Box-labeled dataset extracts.

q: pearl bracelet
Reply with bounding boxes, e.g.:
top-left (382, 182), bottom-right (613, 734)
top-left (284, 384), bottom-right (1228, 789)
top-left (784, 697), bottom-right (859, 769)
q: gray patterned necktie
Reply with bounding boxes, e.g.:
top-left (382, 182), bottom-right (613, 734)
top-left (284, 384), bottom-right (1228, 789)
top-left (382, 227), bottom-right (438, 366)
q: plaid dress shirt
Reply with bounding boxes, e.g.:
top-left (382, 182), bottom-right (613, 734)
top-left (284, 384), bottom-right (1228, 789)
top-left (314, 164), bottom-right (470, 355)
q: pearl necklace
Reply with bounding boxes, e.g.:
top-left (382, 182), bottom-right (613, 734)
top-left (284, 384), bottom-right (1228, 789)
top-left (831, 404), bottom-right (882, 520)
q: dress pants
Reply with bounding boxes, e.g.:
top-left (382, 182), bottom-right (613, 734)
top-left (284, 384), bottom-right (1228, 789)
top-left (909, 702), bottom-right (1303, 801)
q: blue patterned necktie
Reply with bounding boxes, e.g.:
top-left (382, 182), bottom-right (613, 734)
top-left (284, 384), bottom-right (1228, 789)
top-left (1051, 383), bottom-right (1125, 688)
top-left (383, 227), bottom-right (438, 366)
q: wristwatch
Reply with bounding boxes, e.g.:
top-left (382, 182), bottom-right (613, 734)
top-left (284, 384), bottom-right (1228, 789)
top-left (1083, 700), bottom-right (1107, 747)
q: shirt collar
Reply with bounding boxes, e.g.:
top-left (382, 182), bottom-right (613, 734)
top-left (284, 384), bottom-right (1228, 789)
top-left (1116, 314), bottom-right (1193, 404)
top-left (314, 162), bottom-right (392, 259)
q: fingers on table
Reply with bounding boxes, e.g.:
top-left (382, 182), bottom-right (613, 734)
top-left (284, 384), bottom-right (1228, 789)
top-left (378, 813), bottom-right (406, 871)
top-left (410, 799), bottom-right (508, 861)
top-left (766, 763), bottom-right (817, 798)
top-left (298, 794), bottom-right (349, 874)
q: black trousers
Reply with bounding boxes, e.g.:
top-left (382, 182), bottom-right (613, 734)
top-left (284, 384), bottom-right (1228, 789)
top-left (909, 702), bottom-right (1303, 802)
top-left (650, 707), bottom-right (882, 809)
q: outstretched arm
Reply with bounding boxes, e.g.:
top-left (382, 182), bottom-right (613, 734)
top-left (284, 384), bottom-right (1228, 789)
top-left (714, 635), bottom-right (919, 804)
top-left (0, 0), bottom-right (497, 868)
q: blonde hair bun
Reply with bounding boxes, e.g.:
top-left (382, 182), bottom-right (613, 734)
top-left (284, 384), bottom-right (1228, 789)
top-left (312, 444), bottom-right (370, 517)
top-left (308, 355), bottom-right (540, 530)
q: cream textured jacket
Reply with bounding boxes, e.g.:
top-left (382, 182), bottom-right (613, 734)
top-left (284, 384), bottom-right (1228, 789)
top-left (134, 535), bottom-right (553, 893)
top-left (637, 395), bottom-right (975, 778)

Written task. Convert the lines from the beginning of the items through the line containing "top-left (314, 162), bottom-right (392, 259)" into a Markdown table with the columns "Row" and "Text". Give each line its row number, and omit blank lines.

The result.
| Row | Text |
|---|---|
| 1 | q: pearl bracelet |
| 2 | Reply with bounding boxes, e.g.: |
| 3 | top-left (382, 182), bottom-right (613, 734) |
| 4 | top-left (284, 384), bottom-right (1228, 789) |
| 5 | top-left (784, 697), bottom-right (859, 769) |
| 6 | q: gray patterned necktie |
| 7 | Reply with bounding boxes, e.g.: |
| 8 | top-left (382, 182), bottom-right (613, 734) |
| 9 | top-left (284, 384), bottom-right (1228, 789) |
| 10 | top-left (382, 227), bottom-right (438, 366) |
| 11 | q: plaid dress shirt |
| 12 | Reply with bounding boxes, e.g.: |
| 13 | top-left (382, 182), bottom-right (613, 734) |
| 14 | top-left (284, 384), bottom-right (1228, 789) |
| 15 | top-left (314, 164), bottom-right (470, 355) |
| 16 | q: pearl necklace |
| 17 | Reply with bounding boxes, e.g.: |
| 18 | top-left (382, 182), bottom-right (613, 734) |
| 19 | top-left (284, 384), bottom-right (1228, 789) |
| 20 | top-left (831, 404), bottom-right (882, 520) |
| 21 | q: dress pants |
| 22 | Reply with bounding boxes, e.g.: |
| 23 | top-left (382, 182), bottom-right (613, 734) |
| 24 | top-left (284, 384), bottom-right (1228, 789) |
| 25 | top-left (909, 702), bottom-right (1303, 801) |
| 26 | q: blue patterned necktie |
| 27 | Reply with bounding boxes, e.g.: |
| 28 | top-left (382, 182), bottom-right (613, 734) |
| 29 | top-left (284, 384), bottom-right (1228, 789) |
| 30 | top-left (1051, 383), bottom-right (1125, 688) |
| 31 | top-left (383, 227), bottom-right (438, 366) |
| 32 | q: wristwatch |
| 33 | Reply with bounding boxes, e.g.: |
| 34 | top-left (382, 182), bottom-right (613, 734) |
| 35 | top-left (284, 384), bottom-right (1228, 789) |
| 36 | top-left (1083, 700), bottom-right (1107, 747) |
| 37 | q: shirt collar |
| 38 | Reply with bounding boxes, e.g.: |
| 39 | top-left (382, 182), bottom-right (613, 734) |
| 40 | top-left (284, 384), bottom-right (1228, 789) |
| 41 | top-left (1116, 314), bottom-right (1193, 404) |
| 42 | top-left (314, 162), bottom-right (392, 259) |